- _AIM_
Reproduce the rows below with "bounding boxes" renamed to "enclosing rectangles" wherever it occurs, leaving every other word, number, and line as it stands.

-- start of PROVIDED DATA --

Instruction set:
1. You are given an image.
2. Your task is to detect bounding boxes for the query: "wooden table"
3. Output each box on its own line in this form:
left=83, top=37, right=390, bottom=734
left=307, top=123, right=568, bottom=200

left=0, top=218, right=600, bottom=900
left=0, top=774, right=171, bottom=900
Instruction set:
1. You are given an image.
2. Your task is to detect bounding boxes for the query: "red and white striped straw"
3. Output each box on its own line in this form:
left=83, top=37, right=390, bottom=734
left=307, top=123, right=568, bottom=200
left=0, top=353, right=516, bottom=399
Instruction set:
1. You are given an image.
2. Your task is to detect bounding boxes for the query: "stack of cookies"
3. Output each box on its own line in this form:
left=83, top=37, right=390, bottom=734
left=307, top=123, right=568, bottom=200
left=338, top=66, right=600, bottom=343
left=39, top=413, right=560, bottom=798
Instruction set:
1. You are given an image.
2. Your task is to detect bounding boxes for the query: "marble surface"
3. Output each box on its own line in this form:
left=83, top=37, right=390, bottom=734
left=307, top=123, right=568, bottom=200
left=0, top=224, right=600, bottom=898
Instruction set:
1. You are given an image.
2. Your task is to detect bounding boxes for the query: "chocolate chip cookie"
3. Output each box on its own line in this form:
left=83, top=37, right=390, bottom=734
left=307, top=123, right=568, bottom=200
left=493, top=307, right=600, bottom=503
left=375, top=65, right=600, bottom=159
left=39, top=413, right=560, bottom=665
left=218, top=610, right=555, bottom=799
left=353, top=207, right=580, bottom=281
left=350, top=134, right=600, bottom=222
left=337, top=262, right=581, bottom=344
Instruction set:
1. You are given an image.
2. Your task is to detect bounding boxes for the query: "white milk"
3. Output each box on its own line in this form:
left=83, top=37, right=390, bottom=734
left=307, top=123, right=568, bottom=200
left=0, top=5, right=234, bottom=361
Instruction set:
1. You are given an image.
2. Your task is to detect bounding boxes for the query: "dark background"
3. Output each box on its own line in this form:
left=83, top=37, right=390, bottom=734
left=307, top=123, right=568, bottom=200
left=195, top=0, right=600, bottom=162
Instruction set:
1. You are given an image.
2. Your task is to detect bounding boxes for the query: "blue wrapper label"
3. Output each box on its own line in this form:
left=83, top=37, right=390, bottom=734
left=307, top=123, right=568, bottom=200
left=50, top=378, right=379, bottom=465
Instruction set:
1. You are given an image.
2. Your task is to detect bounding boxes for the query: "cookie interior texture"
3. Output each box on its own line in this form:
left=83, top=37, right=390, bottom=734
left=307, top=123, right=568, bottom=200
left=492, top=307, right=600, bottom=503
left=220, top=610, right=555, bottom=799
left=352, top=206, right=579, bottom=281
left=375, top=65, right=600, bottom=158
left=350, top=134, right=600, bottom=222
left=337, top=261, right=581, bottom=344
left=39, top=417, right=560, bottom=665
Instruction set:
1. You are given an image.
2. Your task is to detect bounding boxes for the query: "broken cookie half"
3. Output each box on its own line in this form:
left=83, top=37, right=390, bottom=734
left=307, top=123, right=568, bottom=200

-- end of PROVIDED DATA --

- _RESPONSE TO THE EXERCISE_
Instruction set:
1. You are given an image.
2. Your task is to detect enclosing rectangles for the query: "wooden table"
3. Output each box on its own line in this form:
left=83, top=37, right=390, bottom=734
left=307, top=123, right=568, bottom=200

left=0, top=218, right=600, bottom=900
left=0, top=774, right=171, bottom=900
Instruction set:
1. You are given an image.
2. Your task is to detect enclosing rectangles for the query: "red and white striped straw"
3. Output each box on its own line in this form:
left=83, top=37, right=390, bottom=734
left=307, top=123, right=568, bottom=200
left=0, top=353, right=516, bottom=399
Instruction set:
1. You are given an image.
2. Your task is to detect enclosing rectangles for the query: "stack of cookies"
3. Output each box on its own line in this form:
left=83, top=37, right=390, bottom=734
left=307, top=123, right=568, bottom=200
left=338, top=66, right=600, bottom=343
left=39, top=413, right=560, bottom=798
Instruction set:
1. You are given an image.
2. Your task is to detect enclosing rectangles for the query: "marble surface"
3. Output each box on its own line in this form:
left=83, top=37, right=390, bottom=734
left=307, top=123, right=568, bottom=200
left=0, top=224, right=600, bottom=898
Instruction set:
1. You are given an image.
2. Your task is to detect enclosing rectangles for the query: "chocolate chip cookie"
3. Output each box on its own line in this form:
left=83, top=37, right=390, bottom=734
left=307, top=123, right=568, bottom=200
left=493, top=307, right=600, bottom=503
left=375, top=65, right=600, bottom=159
left=39, top=413, right=560, bottom=665
left=218, top=610, right=555, bottom=799
left=353, top=207, right=580, bottom=281
left=350, top=134, right=600, bottom=222
left=337, top=262, right=581, bottom=344
Instruction set:
1. You are given an image.
2. Your task is to detect enclosing rectangles for the query: "white milk"
3. Output each box on its own line in this form:
left=83, top=37, right=390, bottom=734
left=307, top=123, right=568, bottom=200
left=0, top=5, right=234, bottom=361
Instruction set:
1. You are given an image.
2. Your task is to detect enclosing rectangles for the query: "dark background"
3. Output each box on its own line in this form:
left=83, top=37, right=390, bottom=734
left=307, top=123, right=568, bottom=200
left=195, top=0, right=600, bottom=162
Instruction set:
1. You are given an image.
2. Your task is to detect enclosing rectangles for the query: "blue wrapper label"
3. Output each box on its own line in this form:
left=83, top=37, right=390, bottom=734
left=307, top=123, right=568, bottom=200
left=50, top=378, right=379, bottom=465
Instruction set:
1. You are given an image.
2. Your task is to detect enclosing rectangles for the query: "cookie interior texture"
3. Output each box on its own line in this form:
left=83, top=37, right=390, bottom=734
left=307, top=123, right=568, bottom=200
left=492, top=307, right=600, bottom=503
left=220, top=610, right=555, bottom=799
left=352, top=206, right=579, bottom=281
left=375, top=65, right=600, bottom=158
left=350, top=134, right=600, bottom=222
left=337, top=261, right=581, bottom=344
left=39, top=417, right=560, bottom=665
Instruction set:
1. You are given an image.
2. Your task is to detect enclosing rectangles for the query: "broken cookie half"
3. Output each box on its own line in this form:
left=83, top=37, right=390, bottom=734
left=307, top=123, right=568, bottom=200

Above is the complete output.